- Written tasks
**a.** Reproduce the rows verbatim, starting at the row containing "Return the polygon of every instance of the person's" and ending with the final row.
**b.** Continue the passage on Final Cut Pro X and its enterprise users from the point where it stops.

- Passage given

++++

Apple’s demographic largely consists of individual retail customers. They do have enterprise customers as well and Final Cut Pro is an example of this. Enterprise professional users have different demands. A lot of these demands have to do with being able to send and receive their work with others. Whether that’s sending an audio track off to another department to work on or importing footage from another. In addition, enterprise customers generally have a bigger need for legacy support than the individual. For example I alone may have a few hundred artifacts and projects to deal with. It maybe a pain to convert some of that over to Final Cut Pro X, but doable. A studio, even a small one could have hundreds of thousands of objects that they’ll never really be able to convert. I personally can use Final Cut Pro 7 for awhile, then do newer projects in Final Cut Pro X without too much of a hassle. Not so with a bigger outfit.
When I was talking with Apple prior to the launch, they told me that they extensively researched the market to determine what needed to be in the new program. In retrospect, I wonder what people they were talking with.
Oddly enough I may have been one of those people. I was personally contacted by Apple as part of a survey for Final Cut Studio in 2007. I can’t remember what questions were asked or what my answers were, but I do think I would have said that being able to import old projects into the new app would be a priority.

++++

- Extracted records

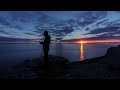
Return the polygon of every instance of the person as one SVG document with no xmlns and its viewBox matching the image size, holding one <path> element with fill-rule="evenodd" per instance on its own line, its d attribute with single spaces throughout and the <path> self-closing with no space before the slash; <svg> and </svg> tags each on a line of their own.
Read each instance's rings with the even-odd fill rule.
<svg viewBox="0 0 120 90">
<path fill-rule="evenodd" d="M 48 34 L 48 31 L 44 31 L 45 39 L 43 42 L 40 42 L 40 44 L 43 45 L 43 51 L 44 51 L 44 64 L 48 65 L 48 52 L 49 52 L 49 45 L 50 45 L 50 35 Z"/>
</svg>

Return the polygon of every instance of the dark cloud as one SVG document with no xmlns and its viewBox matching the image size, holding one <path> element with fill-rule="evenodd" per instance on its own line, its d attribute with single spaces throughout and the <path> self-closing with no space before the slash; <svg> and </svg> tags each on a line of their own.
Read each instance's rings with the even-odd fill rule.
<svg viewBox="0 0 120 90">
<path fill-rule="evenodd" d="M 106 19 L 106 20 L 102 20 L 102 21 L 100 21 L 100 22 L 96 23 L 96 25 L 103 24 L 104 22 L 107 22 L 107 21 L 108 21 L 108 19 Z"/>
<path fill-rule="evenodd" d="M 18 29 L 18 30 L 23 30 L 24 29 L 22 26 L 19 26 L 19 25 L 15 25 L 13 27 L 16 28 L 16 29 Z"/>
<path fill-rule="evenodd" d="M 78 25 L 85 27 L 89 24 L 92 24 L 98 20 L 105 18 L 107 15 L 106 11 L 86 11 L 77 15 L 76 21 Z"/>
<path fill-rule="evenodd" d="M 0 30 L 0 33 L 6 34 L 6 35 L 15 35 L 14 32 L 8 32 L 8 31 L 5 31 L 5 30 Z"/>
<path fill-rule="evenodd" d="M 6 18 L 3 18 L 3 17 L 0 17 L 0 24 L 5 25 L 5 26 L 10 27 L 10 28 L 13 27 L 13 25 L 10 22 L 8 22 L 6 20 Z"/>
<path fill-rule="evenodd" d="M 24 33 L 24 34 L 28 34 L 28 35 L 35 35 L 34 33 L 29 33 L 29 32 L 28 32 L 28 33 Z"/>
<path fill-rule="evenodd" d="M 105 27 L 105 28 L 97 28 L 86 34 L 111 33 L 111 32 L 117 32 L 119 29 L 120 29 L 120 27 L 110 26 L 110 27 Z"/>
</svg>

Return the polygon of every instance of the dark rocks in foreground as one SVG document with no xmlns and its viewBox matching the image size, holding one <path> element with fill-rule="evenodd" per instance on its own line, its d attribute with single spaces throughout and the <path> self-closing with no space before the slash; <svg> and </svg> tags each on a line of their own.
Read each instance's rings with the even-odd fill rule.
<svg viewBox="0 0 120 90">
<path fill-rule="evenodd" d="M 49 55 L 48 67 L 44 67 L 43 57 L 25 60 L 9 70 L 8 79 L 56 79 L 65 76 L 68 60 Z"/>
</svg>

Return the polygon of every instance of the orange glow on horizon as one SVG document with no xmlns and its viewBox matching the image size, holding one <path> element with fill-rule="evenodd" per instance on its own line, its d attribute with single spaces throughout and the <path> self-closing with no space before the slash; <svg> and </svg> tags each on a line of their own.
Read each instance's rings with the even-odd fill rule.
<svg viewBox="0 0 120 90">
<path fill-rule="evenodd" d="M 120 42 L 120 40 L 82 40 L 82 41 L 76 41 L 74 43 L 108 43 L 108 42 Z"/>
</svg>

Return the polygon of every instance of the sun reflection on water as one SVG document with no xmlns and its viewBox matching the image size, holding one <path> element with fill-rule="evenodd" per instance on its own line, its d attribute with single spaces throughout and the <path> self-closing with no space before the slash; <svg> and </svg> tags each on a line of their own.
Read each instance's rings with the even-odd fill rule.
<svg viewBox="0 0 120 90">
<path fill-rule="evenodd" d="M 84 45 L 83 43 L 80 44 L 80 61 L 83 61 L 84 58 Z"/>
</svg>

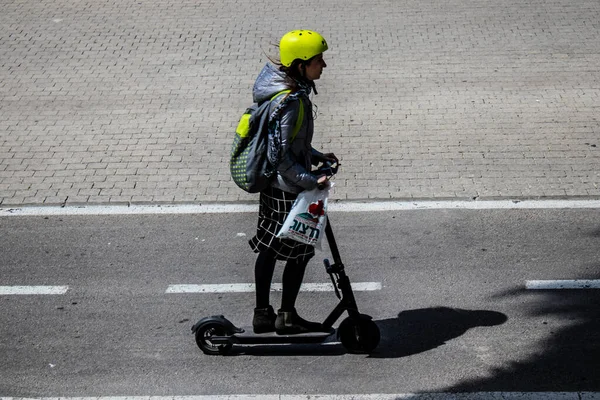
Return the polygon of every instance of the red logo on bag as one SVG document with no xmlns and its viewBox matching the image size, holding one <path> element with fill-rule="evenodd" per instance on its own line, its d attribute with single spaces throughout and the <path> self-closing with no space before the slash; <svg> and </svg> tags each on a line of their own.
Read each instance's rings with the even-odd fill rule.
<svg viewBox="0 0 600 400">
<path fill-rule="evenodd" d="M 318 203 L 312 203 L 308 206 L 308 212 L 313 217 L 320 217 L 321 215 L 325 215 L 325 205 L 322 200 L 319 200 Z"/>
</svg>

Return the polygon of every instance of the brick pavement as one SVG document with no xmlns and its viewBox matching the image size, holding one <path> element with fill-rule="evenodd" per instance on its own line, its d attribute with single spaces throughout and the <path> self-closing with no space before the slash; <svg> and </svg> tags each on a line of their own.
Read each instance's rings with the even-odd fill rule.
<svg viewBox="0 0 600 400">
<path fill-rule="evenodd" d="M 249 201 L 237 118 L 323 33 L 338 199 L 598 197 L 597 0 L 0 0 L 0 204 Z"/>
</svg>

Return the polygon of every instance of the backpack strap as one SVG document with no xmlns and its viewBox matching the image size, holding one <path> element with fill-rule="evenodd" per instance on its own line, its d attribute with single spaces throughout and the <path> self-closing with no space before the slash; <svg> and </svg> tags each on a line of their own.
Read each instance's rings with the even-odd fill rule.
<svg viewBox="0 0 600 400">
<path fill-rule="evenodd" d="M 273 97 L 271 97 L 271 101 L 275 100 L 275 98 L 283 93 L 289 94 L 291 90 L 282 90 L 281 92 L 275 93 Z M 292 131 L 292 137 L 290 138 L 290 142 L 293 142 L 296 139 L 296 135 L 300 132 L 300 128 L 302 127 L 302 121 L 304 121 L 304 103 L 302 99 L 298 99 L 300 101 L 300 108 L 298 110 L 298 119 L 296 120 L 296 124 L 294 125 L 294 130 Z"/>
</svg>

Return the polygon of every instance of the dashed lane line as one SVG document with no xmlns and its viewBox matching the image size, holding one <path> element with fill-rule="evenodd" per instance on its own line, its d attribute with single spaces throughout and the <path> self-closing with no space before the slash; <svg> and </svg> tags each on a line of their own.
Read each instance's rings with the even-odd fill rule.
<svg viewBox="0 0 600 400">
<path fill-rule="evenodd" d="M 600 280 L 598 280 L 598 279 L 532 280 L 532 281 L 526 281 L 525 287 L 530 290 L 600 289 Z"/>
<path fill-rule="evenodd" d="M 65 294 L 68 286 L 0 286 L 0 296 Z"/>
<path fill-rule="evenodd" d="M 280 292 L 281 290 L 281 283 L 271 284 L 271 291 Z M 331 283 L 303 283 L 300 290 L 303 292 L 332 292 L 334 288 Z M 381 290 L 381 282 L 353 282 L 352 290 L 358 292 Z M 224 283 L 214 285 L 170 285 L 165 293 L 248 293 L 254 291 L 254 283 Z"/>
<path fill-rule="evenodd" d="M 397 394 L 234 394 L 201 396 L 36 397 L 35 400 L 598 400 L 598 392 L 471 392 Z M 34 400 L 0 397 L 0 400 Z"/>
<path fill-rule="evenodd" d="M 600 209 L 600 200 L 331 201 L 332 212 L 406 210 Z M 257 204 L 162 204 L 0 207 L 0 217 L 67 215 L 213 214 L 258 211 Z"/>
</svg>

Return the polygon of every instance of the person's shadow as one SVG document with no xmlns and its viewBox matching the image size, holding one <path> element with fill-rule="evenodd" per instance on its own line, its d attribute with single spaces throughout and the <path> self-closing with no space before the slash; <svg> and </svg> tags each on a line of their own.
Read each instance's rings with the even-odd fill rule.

++++

- Outputs for the tasks
**a.**
Return the polygon of every instance of the person's shadow as one SVG document with no xmlns and its viewBox matching the image size, holding one <path> element with fill-rule="evenodd" per instance on its own line, its d attribute with single spaces throughout and the <path> self-closing with no space before the slash; <svg> and </svg> tags each on a line of their own.
Read each instance's rings with the even-odd fill rule.

**b.**
Regardless, the culture of secrecy and the lack of real attention in surveying their professional customers has served to hurt the launch of this app. The second they determined it would be impossible to import old Final Cut Pro 7 projects into X, is the time when someone should have said, “then we must keep on supporting Final Cut Pro 7 and Final Cut Studio, and market Final Cut Pro X as separate 1.0 product. We can’t sell this as an update or replacement to Final Cut Pro 7.”
Since the release of Final Cut Pro X much of what the blogosphere has written about Apple’s intention can be summed up in Daniel Jalkut’s tweet, “Apple will happily **** off 5,000 professionals to please 5,000,000 amateurs.” It’s also possible Serenity Caldwell has it right. That Final Cut was never meant to be Pro. Caldwell states that in its initial release it was an editor for upstarts and small indies. Somewhere in the past decade it lost its way and changed direction to become a professional editor. Once Walter Murch used it to edit Cold Mountain Final Cut Pro became THE NLE. Caldwell believes that with FCP X Apple is trying to get the editor back to it its roots. Maybe, Mike is right and Final Cut Pro X may yet be another instance of Apple charging us to be beta testers. Hard to argue, with obvious functionality missing and glaring bugs.
All of these arguments assume one thing at the heart of their premise. The premise is that Apple knows what its doing. I know what you’re thinking. This is Apple. It’s a well oiled machine all the time. The left hand always knows what the right is doing. It’s not conceivable for Apple to make a bad decision. That’s right, and I won’t tell you that Apple’s brilliant CEO is out on leave dealing with more important things.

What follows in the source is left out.